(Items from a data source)
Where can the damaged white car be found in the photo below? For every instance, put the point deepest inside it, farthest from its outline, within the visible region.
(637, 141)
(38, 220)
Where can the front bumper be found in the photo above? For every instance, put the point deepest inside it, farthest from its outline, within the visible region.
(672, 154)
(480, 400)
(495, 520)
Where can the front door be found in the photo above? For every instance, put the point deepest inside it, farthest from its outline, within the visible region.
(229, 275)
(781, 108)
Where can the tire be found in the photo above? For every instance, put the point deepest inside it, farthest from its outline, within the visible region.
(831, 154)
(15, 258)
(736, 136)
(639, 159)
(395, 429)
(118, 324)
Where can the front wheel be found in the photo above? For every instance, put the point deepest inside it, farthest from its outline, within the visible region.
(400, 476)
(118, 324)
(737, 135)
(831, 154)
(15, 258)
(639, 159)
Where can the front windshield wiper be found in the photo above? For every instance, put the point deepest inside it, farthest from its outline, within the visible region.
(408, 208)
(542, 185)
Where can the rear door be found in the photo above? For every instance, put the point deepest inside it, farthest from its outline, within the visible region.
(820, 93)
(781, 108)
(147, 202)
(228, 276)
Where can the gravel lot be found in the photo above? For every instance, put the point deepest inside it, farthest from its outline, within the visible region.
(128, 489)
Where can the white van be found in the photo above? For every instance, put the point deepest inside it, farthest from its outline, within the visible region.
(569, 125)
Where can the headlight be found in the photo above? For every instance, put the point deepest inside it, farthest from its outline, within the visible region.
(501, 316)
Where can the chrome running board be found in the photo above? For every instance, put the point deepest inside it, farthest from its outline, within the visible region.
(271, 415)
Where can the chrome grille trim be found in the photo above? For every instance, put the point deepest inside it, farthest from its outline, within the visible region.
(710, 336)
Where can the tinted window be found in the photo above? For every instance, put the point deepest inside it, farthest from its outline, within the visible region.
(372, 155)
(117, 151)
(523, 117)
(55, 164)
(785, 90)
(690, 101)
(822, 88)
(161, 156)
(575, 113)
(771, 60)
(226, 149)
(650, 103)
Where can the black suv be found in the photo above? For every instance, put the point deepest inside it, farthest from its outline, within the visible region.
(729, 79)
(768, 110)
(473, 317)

● **YOUR INSTRUCTIONS**
Rewrite the material above as a two-column CSV headed label_text,coordinates. Start a new row at every line that begins with "Where can": put that line in label_text and all the coordinate pairs listed under it in coordinates, with each field quoted and any line breaks turned into spaces.

● **RESULT**
label_text,coordinates
"Where can the damaged white car be found in the photo below? For every instance, put the point deepest inside it, farthest from its outline, within the visible region.","(637, 141) (38, 220)"
"Where can the front bumper be found in the photo above? For every instance, put the point deepest inside it, farthest from its outline, within the visible region.","(672, 154) (480, 400) (495, 520)"
"Where can the front door be found in the photo above? For every instance, put the point deepest inside it, farthest from its outline, within the visible region.","(229, 275) (781, 108)"
"Where can the tire be found in the photo above? For every instance, put the point deepest inside it, farthest from its outline, within the visible region.","(831, 154) (15, 258) (736, 136) (639, 159) (395, 429) (118, 324)"
"Where can the front wheel be found in the photo above? For every instance, put the point deepest inside it, farthest from its outline, within the visible region.","(400, 476) (118, 324) (737, 135) (831, 154) (15, 258) (639, 159)"
"Where can the front windshield wiper be found in the photo above? For every instance, put the point deepest inside it, farthest from its outline, within the visible region.","(408, 208) (542, 185)"
"Where can the rear door be found in the photo above? For every instance, put the point deepest inside it, farthest from its outline, within the visible region.","(820, 93) (781, 108) (147, 202) (228, 276)"
"Where can the gravel lot be found in the photo above? For every instance, put the point deepest inside it, farthest from its outline, within the visible region.","(128, 489)"
"Where can the white van be found in the photo above? For every instance, put the point deepest inside it, farthest from its outline, within the visible region.","(569, 125)"
"Where can the headlight be found in the photo above? For every instance, put the point deepest inside it, farthest from its outline, within the visible region.","(501, 316)"
"Where can the chrome running board be found in the photo above? For every instance, put the point deepest inside it, farthest from its outline, within the visible region.","(271, 415)"
"Where can the chrome grille trim be found in the photo above? For every instance, put the point deepest inside it, farthest from its outline, within the visible region.","(710, 336)"
"Where can the tinted window be found in the photo above? For every instance, put the point deepest inside it, farthest from its outline, within the visible region.","(372, 155) (117, 151) (523, 117) (55, 164) (785, 90) (690, 101) (822, 88) (161, 156) (575, 113) (771, 60) (226, 149) (650, 103)"
"Where can the black suv be found in the photo above? For every instance, put the point deepest inside it, farthest from its outline, within the visible region.","(729, 79) (768, 110) (473, 317)"